* **TASK 1**
In the news item about Dr. Jim Withers, how many homeless people does Operation Safety Net treat each year?
* **TASK 2**
Drawing on the news item about Dr. Jim Withers, explain why he says he takes his medical care to people in isolated places.
* **TASK 3**
Pick up the news item about Dr. Jim Withers after its final quotation and write the next few sentences.

* **PAGE EXTRACT**
##############################
PITTSBURGH - A Pittsburgh doctor has shed his lab coat for a backpack and walking shoes. Dr. Jim Withers is devoted to his patients he sees under bridges and in abandoned buildings.
Withers' service to the homeless makes us Proud to be from Pittsburgh.
Channel 11 anchor Peggy Finnegan learned Withers has made calls to makeshift dwellings for 22 years.
“I thought, ‘I have to get under those bridges if I am going to be the doctor I want to be,” said Withers.
Withers founded the nation’s first full-time street medicine service Operation Safety Net, which is part of the Pittsburgh Mercy Health System. The service has grown from a staff of two to several dozen, and more than 1,200 homeless people are treated each year.
Withers said his faith guides him down isolated paths.
“That’s how Jesus did his healing, and I think his message was to go where the hurt is and to be with people humbly,” said Withers.
##############################
* **ENTRIES SHOWN**
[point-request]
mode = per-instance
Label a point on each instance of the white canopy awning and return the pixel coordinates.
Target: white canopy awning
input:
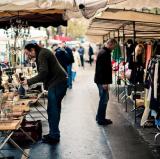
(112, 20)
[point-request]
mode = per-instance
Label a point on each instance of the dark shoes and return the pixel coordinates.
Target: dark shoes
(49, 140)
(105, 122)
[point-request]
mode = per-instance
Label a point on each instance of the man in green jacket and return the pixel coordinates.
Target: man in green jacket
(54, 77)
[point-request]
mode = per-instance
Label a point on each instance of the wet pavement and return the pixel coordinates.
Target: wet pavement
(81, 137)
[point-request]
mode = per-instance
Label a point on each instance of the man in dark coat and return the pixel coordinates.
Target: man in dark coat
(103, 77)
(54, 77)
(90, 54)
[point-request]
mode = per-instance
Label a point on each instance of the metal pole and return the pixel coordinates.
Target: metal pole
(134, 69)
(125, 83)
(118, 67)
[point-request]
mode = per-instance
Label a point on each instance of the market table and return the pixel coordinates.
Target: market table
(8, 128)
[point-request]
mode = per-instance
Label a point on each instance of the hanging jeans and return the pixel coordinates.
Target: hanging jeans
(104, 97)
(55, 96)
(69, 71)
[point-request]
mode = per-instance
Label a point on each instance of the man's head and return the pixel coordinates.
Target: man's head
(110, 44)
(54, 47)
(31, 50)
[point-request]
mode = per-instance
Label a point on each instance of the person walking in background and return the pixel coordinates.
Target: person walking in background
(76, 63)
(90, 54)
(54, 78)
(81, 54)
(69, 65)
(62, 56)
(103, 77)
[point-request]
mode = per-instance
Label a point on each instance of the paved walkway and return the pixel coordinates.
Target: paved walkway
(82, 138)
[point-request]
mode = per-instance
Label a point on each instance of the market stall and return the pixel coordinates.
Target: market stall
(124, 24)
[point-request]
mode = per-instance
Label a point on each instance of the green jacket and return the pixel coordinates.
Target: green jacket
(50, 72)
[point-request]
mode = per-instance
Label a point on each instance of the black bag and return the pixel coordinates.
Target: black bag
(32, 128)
##############################
* **EXERCISE RESPONSE 1**
More than 1,200 homeless people are treated each year.

* **EXERCISE RESPONSE 2**
He says his faith guides him there, because Jesus did his healing that way and, in his view, taught people to go where the hurt is and be with others humbly. He also says he felt he had to get under the bridges to become the doctor he wanted to be.

* **EXERCISE RESPONSE 3**
Finnegan followed Withers and his team as he took care of people.
“The relationship is key. Even the most mentally ill person can read that you are respectful and that you’re not judgmental,” he said.
“You don’t find many people like him – doctors who will come out here at night, under the bridges and give medical attention and care about you,” said David Mooney.
After 10 years on the street, Mooney is moving into an apartment next week, thanks to Operation Safety Net.
Withers has helped other cities in the United States and around the world start their own street medicine programs.